*** ARTIGO ***
Contribuirá a ciência para diminuir o fosso crescente na nossa sociedade entre o que se é e o que se aparenta ser, o saber dizer e o saber fazer, entre a teoria e a prática? [...] Há alguma razão de peso para substituirmos o conhecimento vulgar que temos da natureza e da vida e que partilhamos com os homens e mulheres da nossa sociedade pelo conhecimento científico produzido por poucos e inacessível à maioria? Sua resposta: “não” (Santos, 2004a, p.16).

É possível, no entanto, que a Ciência e Tecnologia, sejam postas a serviço de

práticas contra-hegemônicas, as quais, conforme Santos et al (2005), dispõe de

saberes populares, tácitos, práticos e leigos, os quais precisam de legitimação para

que tenham credibilidade, valorizando desta maneira a experiência social.

Após a primeira ruptura epistemológica da ciência com o senso comum, a

qual foi relevante como elemento de ordem e estabilidade para a ciência, atualmente

se vive um período de mudança paradigmática, da ciência moderna para a então

chamada ciência pós-moderna. A ciência pós-moderna configura uma nova visão

entre a ciência e o senso comum, onde a partir de uma nova ruptura faria retornar o

conhecimento científico para o conhecimento do senso comum, na acepção de que

todo o conhecimento científico, no limite, tende a constituir-se em senso comum.
*** MATERIAL FORNECIDO ***
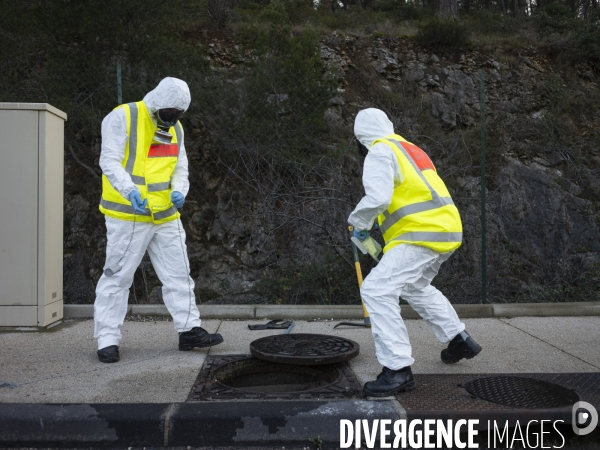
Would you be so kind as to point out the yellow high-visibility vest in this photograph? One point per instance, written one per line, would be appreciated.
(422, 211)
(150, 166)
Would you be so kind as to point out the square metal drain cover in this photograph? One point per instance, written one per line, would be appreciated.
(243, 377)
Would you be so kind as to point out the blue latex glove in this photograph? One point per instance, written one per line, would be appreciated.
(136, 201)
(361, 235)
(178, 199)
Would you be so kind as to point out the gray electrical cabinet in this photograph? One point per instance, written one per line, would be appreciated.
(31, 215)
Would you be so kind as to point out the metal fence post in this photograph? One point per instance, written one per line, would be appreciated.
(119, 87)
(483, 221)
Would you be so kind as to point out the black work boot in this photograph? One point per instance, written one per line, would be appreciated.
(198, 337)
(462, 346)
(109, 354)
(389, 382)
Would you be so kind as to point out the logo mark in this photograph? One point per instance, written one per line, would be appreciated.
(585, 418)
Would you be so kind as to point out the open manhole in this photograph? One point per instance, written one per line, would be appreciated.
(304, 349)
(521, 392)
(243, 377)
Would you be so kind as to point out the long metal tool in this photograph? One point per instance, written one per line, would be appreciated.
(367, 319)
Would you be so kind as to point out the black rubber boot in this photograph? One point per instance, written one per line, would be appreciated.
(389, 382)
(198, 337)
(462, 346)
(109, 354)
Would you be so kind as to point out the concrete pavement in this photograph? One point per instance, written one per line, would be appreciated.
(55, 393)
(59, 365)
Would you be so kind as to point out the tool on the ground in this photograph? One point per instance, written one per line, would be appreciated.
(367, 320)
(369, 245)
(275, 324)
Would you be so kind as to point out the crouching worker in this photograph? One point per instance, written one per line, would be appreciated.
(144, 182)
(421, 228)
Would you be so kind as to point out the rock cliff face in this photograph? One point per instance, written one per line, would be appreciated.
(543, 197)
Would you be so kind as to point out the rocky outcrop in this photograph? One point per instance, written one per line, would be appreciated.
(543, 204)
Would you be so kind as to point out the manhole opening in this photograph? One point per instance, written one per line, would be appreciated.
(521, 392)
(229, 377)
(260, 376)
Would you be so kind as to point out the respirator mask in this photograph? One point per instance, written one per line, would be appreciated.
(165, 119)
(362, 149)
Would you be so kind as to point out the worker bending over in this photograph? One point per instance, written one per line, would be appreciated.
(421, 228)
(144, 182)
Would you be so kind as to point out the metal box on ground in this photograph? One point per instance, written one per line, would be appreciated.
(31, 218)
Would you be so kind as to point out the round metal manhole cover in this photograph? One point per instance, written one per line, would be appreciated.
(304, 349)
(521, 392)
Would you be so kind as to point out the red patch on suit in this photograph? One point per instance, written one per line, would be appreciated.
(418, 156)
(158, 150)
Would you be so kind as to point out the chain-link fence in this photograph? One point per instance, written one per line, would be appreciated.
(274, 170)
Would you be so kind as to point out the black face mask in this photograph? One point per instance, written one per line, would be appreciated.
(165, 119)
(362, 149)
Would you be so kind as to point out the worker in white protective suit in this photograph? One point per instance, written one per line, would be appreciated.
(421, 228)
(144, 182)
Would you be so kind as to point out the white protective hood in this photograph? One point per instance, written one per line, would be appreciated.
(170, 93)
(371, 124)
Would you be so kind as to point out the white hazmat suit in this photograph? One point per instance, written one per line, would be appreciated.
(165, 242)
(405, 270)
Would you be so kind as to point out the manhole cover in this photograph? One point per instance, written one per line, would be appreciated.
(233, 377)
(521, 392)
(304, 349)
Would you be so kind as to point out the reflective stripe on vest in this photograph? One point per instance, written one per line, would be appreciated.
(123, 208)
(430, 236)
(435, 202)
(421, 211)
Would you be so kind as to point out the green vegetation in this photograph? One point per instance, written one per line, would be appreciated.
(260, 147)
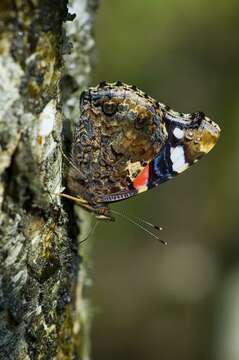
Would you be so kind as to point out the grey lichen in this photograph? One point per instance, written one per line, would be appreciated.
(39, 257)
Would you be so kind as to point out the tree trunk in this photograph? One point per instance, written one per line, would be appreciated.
***
## DESCRIÇÃO DA TAREFA
Responda às perguntas abaixo com base no texto sobre ciência e senso comum.
(a) Que resposta é dada à pergunta sobre substituir o conhecimento vulgar pelo conhecimento científico?
(b) Segundo Santos et al (2005), de que saberes dispõem as práticas contra-hegemônicas?
(c) A mudança paradigmática vivida atualmente vai de qual ciência para qual ciência?

## RESPOSTA DA TAREFA
(a) A resposta é "não".
(b) Elas dispõem de saberes populares, tácitos, práticos e leigos.
(c) A mudança vai da ciência moderna para a chamada ciência pós-moderna.